- **TASK ITEM**: Each record beneath this line is to be copied exactly.

(Dataset entries)
* * * * * * *

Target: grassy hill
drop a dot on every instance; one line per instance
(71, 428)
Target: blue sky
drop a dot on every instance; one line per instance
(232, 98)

* * * * * * *

- **WRITTEN ANSWER**:
Target: grassy hill
drop a dot on every instance; one line per instance
(71, 428)
Target: blue sky
drop a dot on every instance; one line per instance
(232, 98)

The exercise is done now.